- [Supplied records]:
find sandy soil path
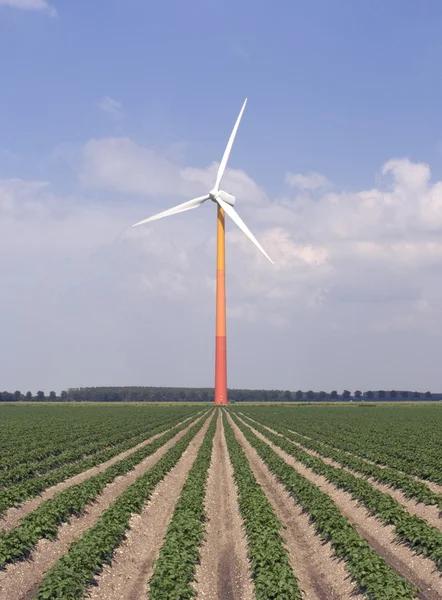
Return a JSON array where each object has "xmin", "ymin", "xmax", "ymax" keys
[
  {"xmin": 0, "ymin": 415, "xmax": 207, "ymax": 600},
  {"xmin": 242, "ymin": 414, "xmax": 442, "ymax": 531},
  {"xmin": 229, "ymin": 417, "xmax": 364, "ymax": 600},
  {"xmin": 237, "ymin": 414, "xmax": 442, "ymax": 600},
  {"xmin": 87, "ymin": 412, "xmax": 214, "ymax": 600},
  {"xmin": 289, "ymin": 429, "xmax": 442, "ymax": 494},
  {"xmin": 195, "ymin": 413, "xmax": 255, "ymax": 600},
  {"xmin": 0, "ymin": 417, "xmax": 197, "ymax": 531}
]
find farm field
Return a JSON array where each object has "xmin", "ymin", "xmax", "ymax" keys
[{"xmin": 0, "ymin": 404, "xmax": 442, "ymax": 600}]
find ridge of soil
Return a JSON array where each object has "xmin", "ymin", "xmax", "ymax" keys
[
  {"xmin": 0, "ymin": 415, "xmax": 207, "ymax": 600},
  {"xmin": 0, "ymin": 417, "xmax": 197, "ymax": 531},
  {"xmin": 228, "ymin": 416, "xmax": 364, "ymax": 600},
  {"xmin": 242, "ymin": 421, "xmax": 442, "ymax": 531},
  {"xmin": 195, "ymin": 411, "xmax": 255, "ymax": 600},
  {"xmin": 237, "ymin": 414, "xmax": 442, "ymax": 600},
  {"xmin": 87, "ymin": 418, "xmax": 211, "ymax": 600}
]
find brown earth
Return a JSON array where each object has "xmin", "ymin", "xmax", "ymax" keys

- [Your instructions]: Convert the lines above into a Markdown table with the columns "Row" and "Line". Number each row, omit any blank lines, and exclude the pictures.

- [Correct response]:
| Row | Line |
|---|---|
| 1 | find sandy soil path |
| 2 | Return a JSON array where each object has "xmin", "ymin", "xmax", "ymax" keys |
| 3 | [ |
| 4 |   {"xmin": 0, "ymin": 415, "xmax": 207, "ymax": 600}, |
| 5 |   {"xmin": 242, "ymin": 414, "xmax": 442, "ymax": 531}, |
| 6 |   {"xmin": 229, "ymin": 417, "xmax": 364, "ymax": 600}, |
| 7 |   {"xmin": 237, "ymin": 414, "xmax": 442, "ymax": 600}, |
| 8 |   {"xmin": 87, "ymin": 412, "xmax": 214, "ymax": 600}, |
| 9 |   {"xmin": 289, "ymin": 429, "xmax": 442, "ymax": 494}, |
| 10 |   {"xmin": 195, "ymin": 413, "xmax": 255, "ymax": 600}, |
| 11 |   {"xmin": 0, "ymin": 417, "xmax": 197, "ymax": 531} |
| 12 | ] |
| 13 | find farm field |
| 14 | Return a JSON array where each object has "xmin", "ymin", "xmax", "ymax" keys |
| 15 | [{"xmin": 0, "ymin": 404, "xmax": 442, "ymax": 600}] |
| 16 | find ridge of soil |
| 17 | Return a JSON array where each object has "xmin", "ymin", "xmax", "ymax" keys |
| 18 | [ |
| 19 |   {"xmin": 0, "ymin": 415, "xmax": 207, "ymax": 600}, |
| 20 |   {"xmin": 0, "ymin": 417, "xmax": 197, "ymax": 531}, |
| 21 |   {"xmin": 228, "ymin": 416, "xmax": 364, "ymax": 600}, |
| 22 |   {"xmin": 242, "ymin": 421, "xmax": 442, "ymax": 531}, |
| 23 |   {"xmin": 195, "ymin": 411, "xmax": 255, "ymax": 600}, |
| 24 |   {"xmin": 237, "ymin": 414, "xmax": 442, "ymax": 600}, |
| 25 |   {"xmin": 87, "ymin": 418, "xmax": 211, "ymax": 600} |
| 26 | ] |
| 27 | find brown earth |
| 28 | Return a JSON array where each object has "xmin", "ymin", "xmax", "ymax" keys |